▶ _ENTRIES PROVIDED_:
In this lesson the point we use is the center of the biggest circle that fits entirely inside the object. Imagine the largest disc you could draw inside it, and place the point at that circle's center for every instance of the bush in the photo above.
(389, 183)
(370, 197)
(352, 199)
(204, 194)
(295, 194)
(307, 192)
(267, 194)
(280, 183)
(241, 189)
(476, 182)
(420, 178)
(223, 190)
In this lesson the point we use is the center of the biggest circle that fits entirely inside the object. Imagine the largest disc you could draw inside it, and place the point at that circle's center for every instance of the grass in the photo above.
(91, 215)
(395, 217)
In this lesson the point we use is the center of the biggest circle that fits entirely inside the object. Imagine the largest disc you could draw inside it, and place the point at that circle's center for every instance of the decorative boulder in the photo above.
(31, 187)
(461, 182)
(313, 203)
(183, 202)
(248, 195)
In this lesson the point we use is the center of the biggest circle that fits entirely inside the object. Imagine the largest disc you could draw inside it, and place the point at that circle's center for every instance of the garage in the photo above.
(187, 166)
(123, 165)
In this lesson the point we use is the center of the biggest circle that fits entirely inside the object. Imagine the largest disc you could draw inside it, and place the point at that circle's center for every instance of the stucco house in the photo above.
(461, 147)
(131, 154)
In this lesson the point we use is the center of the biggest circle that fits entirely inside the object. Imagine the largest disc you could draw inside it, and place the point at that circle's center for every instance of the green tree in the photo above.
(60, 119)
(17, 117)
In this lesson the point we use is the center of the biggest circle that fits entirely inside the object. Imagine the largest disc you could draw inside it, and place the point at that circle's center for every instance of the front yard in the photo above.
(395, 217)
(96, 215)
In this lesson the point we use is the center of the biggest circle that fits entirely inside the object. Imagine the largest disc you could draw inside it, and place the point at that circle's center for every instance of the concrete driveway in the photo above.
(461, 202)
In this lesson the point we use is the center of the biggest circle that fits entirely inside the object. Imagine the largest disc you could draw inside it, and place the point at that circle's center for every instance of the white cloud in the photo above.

▶ _WHAT YOU NEED TO DO_:
Take the entries above and transcribe them exactly.

▶ _RESPONSE FOR THIS EXERCISE_:
In this lesson the point we use is the center of the biggest circle that fits entirely inside the object. Imagine the largest disc you could draw inside it, and place the point at that circle's center for every instance of the bush in the photo above.
(389, 183)
(370, 197)
(352, 199)
(204, 194)
(295, 194)
(307, 192)
(267, 194)
(280, 183)
(241, 189)
(476, 182)
(420, 178)
(223, 190)
In this lesson the point we use is the center of the biggest circle that fits entirely inside the object. Imagine the largest disc you could draw inside it, and place the point at that circle's center for every instance of the grass in the photo above.
(91, 215)
(395, 217)
In this lesson the point we use is the center of the biggest circle that fits entirely inside the object. Imagine the largest disc you could draw inside it, and place the point at that circle's center for every instance of the decorative boulder in the photo above.
(31, 187)
(461, 182)
(313, 203)
(183, 202)
(248, 195)
In this lesson the point we use is the center of the biggest circle that fits entirely inside the object. Imagine the largest disc you could draw inside it, and place the point at that circle's center for every instance of the garage in the photo above.
(187, 166)
(123, 165)
In this lesson the point we use is the center of the biggest circle that fits entirely inside the object. Imagine the largest disc you could draw inside it, and place the point at that circle's center for every instance of the stucco house in the photo above.
(461, 147)
(131, 154)
In this lesson the point we use is the center of the biggest circle that fits entirely inside the object. Imagine the largest disc you could draw inside it, and place the point at that circle's center for every instance of the green tree in the photo above.
(60, 119)
(17, 117)
In this lesson the point we use is the center of the biggest circle that fits entirely inside the object. Imagine the largest disc you could draw inside it, and place the point at that circle's center for every instance of the front yard in the photo above.
(395, 217)
(96, 215)
In this lesson the point we use is the center of the biggest circle that fits entirely inside the object. Imagine the largest disc you could draw inside it, and place the point at that circle's center for every instance of the concrete driveway in the photo above.
(461, 202)
In this lesson the point we use is the center of the biggest circle that fits entirely inside the object. Imagine the largest disc you could draw inside it, and place the point at that circle's center for every instance of the white cloud in the photo above.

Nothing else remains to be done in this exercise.